Easy Ways to Redact PDFs Using C#

Redacting a PDF is the process of removing sensitive or confidential information from PDF documents. Syncfusion’s .NET PDF library provides an easy way to redact PDF using C#.

Redaction isn’t just placing a colored box over text or an image. When we try copying text from under the colored area, we can still see the content, so it’s not redacted. Syncfusion provides a 100% true redaction, which means we completely remove the content from the document. Once the content is redacted, it cannot be undone. It is always a good idea to have a backup of the master document.

Syncfusion PDF Library helps customers reach GDPR compliance by safely removing customer information from a PDF document. You can now distribute files securely by permanently removing confidential information such as financial account numbers, social security numbers, customer email addresses, phone numbers, and credit card information.

The PDF redaction feature is also available in WinForms, WPF, ASP.NET Web Forms, and ASP.NET MVC. Syncfusion PDF Library provides customization options for the redacted area, so you can use colored boxes or leave the area blank. You can specify custom text or redaction codes to appear over the redacted area.

**Data:**
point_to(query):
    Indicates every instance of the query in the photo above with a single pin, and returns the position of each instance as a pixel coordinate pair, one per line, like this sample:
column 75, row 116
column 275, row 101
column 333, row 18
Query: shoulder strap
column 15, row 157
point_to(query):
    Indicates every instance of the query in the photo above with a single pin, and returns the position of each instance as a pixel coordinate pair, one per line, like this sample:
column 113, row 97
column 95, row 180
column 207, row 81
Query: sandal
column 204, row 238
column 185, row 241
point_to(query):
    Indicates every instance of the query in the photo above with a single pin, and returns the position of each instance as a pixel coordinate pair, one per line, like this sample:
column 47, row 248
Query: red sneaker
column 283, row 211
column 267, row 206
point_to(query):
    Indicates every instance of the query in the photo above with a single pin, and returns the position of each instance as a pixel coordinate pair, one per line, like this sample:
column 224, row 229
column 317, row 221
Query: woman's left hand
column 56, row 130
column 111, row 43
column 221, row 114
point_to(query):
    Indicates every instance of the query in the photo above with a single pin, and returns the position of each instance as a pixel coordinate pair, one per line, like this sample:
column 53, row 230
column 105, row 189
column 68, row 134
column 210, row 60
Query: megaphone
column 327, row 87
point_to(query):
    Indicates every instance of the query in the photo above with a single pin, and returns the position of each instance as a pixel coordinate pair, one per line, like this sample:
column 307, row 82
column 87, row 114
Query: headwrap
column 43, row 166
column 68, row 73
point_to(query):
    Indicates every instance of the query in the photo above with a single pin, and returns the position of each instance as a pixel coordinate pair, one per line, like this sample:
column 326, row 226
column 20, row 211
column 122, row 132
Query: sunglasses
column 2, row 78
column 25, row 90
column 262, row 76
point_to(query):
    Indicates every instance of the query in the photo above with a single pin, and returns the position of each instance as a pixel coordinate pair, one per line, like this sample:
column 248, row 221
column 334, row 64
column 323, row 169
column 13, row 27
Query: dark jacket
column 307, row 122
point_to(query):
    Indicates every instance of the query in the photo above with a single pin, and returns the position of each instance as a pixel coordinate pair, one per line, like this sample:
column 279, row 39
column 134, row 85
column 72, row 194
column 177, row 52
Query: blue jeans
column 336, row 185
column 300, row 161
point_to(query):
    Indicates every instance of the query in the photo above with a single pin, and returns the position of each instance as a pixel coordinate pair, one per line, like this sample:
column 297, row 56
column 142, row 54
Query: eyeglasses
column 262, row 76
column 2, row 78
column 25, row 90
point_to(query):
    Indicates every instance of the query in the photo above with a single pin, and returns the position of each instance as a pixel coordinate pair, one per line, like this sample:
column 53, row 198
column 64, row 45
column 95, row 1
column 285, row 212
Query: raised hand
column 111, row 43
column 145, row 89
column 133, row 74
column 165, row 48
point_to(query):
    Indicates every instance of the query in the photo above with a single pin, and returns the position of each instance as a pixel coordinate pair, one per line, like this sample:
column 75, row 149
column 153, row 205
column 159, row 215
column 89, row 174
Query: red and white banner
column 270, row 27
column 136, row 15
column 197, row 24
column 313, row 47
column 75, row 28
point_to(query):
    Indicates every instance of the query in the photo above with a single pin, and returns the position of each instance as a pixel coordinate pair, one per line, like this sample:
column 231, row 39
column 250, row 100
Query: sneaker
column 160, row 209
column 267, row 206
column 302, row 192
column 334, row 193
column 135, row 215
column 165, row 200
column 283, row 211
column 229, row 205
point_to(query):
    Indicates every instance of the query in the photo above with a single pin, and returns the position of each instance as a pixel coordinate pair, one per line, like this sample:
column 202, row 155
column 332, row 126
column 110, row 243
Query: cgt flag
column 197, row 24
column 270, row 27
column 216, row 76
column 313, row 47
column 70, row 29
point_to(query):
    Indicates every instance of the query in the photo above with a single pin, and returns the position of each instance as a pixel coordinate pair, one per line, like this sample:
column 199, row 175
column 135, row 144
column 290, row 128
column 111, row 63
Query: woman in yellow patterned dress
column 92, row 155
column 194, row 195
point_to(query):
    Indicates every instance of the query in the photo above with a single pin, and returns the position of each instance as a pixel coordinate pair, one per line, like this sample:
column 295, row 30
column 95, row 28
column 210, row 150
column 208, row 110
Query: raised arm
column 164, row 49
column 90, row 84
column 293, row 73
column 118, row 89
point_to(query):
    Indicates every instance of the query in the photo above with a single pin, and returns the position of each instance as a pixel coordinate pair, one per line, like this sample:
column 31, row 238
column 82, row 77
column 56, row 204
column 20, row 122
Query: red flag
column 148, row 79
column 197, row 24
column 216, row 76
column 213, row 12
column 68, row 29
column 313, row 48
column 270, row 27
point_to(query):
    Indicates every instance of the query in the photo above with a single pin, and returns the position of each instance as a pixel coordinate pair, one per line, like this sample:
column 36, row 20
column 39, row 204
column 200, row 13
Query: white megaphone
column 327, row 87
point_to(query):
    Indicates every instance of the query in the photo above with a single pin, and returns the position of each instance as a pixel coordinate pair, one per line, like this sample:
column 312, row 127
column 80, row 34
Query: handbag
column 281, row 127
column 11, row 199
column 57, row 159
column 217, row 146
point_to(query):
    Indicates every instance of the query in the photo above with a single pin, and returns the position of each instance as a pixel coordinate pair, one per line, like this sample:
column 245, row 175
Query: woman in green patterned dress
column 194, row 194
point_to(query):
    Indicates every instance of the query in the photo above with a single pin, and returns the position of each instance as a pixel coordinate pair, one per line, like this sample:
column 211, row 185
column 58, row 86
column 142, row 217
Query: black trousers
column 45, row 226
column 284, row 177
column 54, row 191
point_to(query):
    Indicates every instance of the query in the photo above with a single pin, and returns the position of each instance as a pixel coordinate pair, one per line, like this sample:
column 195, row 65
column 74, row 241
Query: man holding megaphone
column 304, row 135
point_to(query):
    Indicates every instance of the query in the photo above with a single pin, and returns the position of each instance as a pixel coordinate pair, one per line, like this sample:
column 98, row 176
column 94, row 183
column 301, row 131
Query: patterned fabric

**What is required:**
Answer these questions from the PDF redaction text, one per line:
1. What regulation does the text say Syncfusion PDF Library helps customers comply with?
2. Once content is redacted, can the redaction be undone?
3. Besides C#, in which four platforms is the PDF redaction feature also available?
The data above is separate material from the PDF redaction text.

**Output of the task:**
1. GDPR.
2. No, it cannot be undone.
3. WinForms, WPF, ASP.NET Web Forms, and ASP.NET MVC.